Exercise description.
Please set down the line that contains "Trace the outline of every instance of the young" and every line below it through the last, exactly as written, with no other lines.

*** Material shown

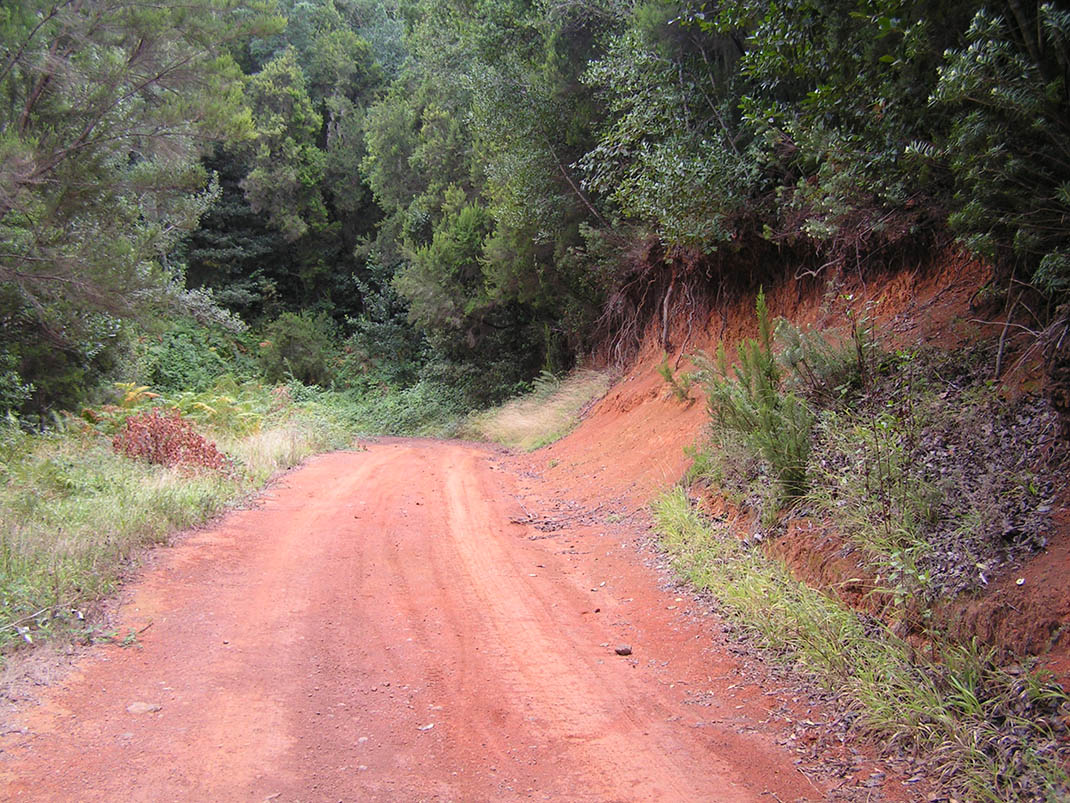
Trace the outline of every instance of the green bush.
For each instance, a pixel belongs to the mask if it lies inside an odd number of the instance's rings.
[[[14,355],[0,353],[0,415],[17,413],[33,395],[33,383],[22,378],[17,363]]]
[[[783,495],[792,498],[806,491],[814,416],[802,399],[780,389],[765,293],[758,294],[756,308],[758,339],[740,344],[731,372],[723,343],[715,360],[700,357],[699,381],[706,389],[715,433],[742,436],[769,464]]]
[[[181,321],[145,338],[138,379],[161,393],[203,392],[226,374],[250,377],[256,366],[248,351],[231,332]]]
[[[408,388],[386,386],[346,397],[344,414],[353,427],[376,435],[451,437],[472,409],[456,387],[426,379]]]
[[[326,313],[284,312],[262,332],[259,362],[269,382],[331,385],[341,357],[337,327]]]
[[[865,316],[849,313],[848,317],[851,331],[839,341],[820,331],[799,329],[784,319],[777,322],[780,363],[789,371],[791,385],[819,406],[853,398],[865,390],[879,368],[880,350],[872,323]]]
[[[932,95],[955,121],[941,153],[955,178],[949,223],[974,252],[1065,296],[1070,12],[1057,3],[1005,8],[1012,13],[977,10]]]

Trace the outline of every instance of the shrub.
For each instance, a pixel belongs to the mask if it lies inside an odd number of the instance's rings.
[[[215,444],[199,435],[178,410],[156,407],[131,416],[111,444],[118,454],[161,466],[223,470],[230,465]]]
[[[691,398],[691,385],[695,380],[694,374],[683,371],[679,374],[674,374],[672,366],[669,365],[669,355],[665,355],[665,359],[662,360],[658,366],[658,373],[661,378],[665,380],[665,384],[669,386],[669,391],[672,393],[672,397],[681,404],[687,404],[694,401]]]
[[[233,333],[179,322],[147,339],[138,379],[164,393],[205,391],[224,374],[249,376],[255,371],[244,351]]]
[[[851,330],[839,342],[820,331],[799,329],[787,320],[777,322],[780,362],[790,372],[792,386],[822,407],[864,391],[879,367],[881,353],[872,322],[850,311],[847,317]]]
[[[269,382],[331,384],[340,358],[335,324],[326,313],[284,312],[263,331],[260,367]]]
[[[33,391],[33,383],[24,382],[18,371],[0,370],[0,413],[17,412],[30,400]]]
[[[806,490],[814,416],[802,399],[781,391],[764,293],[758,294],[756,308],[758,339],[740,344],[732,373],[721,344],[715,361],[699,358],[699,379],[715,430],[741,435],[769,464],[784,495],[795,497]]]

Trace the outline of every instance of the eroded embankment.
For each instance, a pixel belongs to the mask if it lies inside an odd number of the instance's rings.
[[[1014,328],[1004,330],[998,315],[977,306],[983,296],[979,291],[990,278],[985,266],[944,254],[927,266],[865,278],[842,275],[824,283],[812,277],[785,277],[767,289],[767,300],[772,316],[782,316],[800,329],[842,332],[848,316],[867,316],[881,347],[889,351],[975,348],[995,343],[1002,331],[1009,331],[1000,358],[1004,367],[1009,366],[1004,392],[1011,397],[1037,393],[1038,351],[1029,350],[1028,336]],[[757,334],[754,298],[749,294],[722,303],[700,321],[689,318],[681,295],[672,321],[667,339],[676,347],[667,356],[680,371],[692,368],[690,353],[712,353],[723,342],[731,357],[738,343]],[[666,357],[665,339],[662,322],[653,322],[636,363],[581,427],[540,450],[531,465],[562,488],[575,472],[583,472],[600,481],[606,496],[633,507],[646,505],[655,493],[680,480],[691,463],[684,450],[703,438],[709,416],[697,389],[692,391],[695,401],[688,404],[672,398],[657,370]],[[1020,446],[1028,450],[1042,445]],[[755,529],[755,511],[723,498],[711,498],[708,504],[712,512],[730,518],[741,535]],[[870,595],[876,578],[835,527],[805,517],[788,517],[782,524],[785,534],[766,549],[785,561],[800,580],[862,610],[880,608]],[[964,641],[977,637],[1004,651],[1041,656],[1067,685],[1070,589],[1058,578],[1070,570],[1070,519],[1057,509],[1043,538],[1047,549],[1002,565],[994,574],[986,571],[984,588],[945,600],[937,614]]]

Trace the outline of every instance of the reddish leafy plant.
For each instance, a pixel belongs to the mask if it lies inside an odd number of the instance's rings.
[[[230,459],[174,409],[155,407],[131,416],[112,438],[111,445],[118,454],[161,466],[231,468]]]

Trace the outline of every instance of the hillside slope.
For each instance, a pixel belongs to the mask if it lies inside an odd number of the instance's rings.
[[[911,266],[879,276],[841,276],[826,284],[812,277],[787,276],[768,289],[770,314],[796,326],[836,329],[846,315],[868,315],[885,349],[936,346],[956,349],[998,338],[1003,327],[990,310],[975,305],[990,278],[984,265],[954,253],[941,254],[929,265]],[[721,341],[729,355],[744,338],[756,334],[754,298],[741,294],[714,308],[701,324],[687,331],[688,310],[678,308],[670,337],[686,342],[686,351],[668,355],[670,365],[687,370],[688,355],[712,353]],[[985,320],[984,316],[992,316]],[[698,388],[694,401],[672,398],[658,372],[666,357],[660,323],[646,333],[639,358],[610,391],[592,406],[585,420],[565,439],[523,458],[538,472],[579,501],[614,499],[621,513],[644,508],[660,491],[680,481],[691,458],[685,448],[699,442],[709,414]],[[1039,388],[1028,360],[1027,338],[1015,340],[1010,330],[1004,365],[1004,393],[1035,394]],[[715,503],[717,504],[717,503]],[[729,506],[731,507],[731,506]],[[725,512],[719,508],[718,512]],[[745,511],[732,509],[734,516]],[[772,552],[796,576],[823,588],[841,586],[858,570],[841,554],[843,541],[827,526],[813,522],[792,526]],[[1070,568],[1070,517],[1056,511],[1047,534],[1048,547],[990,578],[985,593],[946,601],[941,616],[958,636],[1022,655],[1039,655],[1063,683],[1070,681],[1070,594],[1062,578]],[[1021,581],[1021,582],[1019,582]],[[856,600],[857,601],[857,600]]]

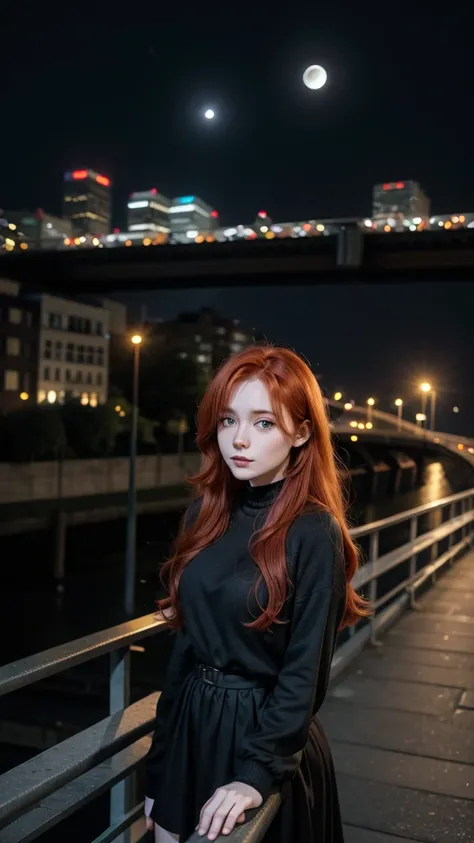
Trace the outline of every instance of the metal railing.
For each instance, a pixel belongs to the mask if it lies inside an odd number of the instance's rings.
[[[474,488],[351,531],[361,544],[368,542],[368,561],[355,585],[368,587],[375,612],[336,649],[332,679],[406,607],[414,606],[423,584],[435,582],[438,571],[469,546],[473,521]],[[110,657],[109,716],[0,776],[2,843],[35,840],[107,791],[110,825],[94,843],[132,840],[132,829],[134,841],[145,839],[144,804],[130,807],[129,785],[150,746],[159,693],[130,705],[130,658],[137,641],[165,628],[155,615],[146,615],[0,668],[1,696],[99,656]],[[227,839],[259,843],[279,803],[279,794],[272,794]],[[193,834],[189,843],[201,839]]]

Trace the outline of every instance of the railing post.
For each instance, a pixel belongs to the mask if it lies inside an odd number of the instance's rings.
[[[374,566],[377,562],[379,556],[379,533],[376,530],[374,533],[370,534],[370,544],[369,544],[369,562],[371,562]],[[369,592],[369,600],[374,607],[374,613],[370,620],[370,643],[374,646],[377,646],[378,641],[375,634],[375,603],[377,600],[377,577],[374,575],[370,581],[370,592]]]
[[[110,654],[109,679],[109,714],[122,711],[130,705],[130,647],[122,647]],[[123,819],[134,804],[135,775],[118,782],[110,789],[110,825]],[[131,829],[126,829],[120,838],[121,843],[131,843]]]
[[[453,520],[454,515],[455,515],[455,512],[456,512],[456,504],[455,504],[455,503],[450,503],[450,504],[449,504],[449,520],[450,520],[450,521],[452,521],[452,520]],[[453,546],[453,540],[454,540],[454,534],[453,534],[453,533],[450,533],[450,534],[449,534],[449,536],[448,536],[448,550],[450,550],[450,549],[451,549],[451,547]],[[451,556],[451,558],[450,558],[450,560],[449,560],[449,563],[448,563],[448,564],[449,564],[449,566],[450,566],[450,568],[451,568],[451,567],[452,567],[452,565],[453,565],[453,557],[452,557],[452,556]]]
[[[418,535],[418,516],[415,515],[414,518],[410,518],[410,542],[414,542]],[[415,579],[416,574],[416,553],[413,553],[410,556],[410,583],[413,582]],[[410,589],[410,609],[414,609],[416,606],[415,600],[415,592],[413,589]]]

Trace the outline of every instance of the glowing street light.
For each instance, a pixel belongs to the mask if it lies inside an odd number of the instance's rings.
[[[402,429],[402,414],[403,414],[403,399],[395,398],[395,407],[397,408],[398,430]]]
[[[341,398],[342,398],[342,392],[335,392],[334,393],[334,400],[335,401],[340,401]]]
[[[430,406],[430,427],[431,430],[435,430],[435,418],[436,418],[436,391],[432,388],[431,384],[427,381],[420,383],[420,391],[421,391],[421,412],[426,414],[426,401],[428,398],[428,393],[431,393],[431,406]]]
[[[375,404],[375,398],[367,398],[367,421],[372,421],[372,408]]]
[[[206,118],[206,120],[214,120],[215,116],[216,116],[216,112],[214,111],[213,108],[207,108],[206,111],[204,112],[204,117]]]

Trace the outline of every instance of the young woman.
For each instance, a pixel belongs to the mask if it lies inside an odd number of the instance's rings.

******

Answer space.
Trace the outline of every instance of the young woman.
For each instance, a pixel belongs to the mask if it lies inside an odd number of the instance's rings.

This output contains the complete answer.